+++ INFORMATION PROVIDED

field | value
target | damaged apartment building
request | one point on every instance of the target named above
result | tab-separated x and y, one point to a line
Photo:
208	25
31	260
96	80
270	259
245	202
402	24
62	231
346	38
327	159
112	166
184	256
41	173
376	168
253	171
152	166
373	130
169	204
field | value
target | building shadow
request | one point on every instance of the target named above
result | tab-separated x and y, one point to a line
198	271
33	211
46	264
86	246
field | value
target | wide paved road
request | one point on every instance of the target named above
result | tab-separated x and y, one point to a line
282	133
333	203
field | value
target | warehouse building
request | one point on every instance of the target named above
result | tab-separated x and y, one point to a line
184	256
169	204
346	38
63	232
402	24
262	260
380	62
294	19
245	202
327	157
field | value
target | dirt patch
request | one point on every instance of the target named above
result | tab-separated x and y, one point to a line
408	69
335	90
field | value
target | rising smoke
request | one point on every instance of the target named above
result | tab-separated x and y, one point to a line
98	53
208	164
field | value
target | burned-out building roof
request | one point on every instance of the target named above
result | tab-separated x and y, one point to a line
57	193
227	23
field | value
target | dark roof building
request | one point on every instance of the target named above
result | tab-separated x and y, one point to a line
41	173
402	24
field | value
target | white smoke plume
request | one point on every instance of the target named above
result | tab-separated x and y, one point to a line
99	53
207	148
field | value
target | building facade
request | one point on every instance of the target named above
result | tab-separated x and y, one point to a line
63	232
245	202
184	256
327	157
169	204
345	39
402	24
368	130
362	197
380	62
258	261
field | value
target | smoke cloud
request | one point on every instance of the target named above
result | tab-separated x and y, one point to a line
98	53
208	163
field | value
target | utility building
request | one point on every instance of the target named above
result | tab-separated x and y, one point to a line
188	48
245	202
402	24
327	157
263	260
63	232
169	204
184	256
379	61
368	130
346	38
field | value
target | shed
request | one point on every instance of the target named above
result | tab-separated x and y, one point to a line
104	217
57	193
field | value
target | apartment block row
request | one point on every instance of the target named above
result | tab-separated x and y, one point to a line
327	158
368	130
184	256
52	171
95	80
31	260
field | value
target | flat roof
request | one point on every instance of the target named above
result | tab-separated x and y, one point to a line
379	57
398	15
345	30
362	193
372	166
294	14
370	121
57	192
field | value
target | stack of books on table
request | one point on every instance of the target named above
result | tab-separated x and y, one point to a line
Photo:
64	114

++++++

**TASK OBJECTIVE**
Reproduce the records in full, exactly as written.

**ANSWER**
field | value
target | damaged apartment building
request | one point on every instance of the target named above
result | tab-separated x and y, one point to a line
Photo:
208	25
31	260
96	80
270	259
245	202
402	24
62	231
346	38
327	159
112	166
184	256
41	173
376	168
253	171
152	166
373	130
169	204
field | value
target | building shadow
request | one point on every instance of the target named above
result | tab-separated x and y, one point to a line
198	271
33	211
46	264
86	246
field | value
target | wide paved road
request | one point on every instance of the target named above
result | tab-separated x and y, one point to a line
282	133
333	203
field | value
target | warehouse building
request | one point on every instance of the target named above
result | tab-separated x and y, one point to a line
184	256
169	204
346	38
63	232
402	24
262	260
380	62
294	19
245	202
327	157
field | value
target | dirt patch
request | one point on every instance of the target named above
result | tab-separated x and y, one point to a line
408	69
335	90
field | value
target | rising smoke
request | one point on every instance of the target named above
result | tab-separated x and y, one point to a line
98	53
208	164
field | value
target | burned-out building roof
request | one point on every instance of the target named above
result | tab-separated x and y, one point to a line
57	193
227	23
field | value
target | dark roof building
request | one point on every instance of the target named above
result | tab-separated x and y, one point to a line
41	173
402	24
field | value
target | white smoke plume
request | one point on every instance of the target named above
result | tab-separated x and y, one point to a line
99	53
207	148
field | value
target | building facade
request | one point on every instance of the target named above
result | tab-separated x and y, one point to a line
63	232
245	202
184	256
327	157
169	204
345	39
402	24
368	130
362	197
380	62
258	261
field | value
target | smoke cloud
request | one point on every instance of the target named above
result | tab-separated x and y, one point to a line
98	53
208	163
field | value
target | utility building
request | one point on every instance of the target named above
result | tab-separated x and y, one point to a line
188	48
245	202
402	24
327	157
263	260
63	232
169	204
184	256
379	61
368	130
346	38
field | value
target | shed
request | one point on every instance of the target named above
result | tab-separated x and y, one point to a line
104	217
57	193
field | value
target | apartment block row
request | one point on every instance of the target named above
result | tab-separated x and y, one point to a line
327	158
368	130
184	256
52	171
95	80
31	260
field | value
target | flat roof
request | one point on every instance of the target named above
result | tab-separated x and y, one point to a line
379	57
398	15
345	30
362	193
372	166
294	14
370	121
57	192
field | value
target | stack of books on table
request | one point on every instance of the target named above
result | tab-separated x and y, one point to a line
Photo:
64	114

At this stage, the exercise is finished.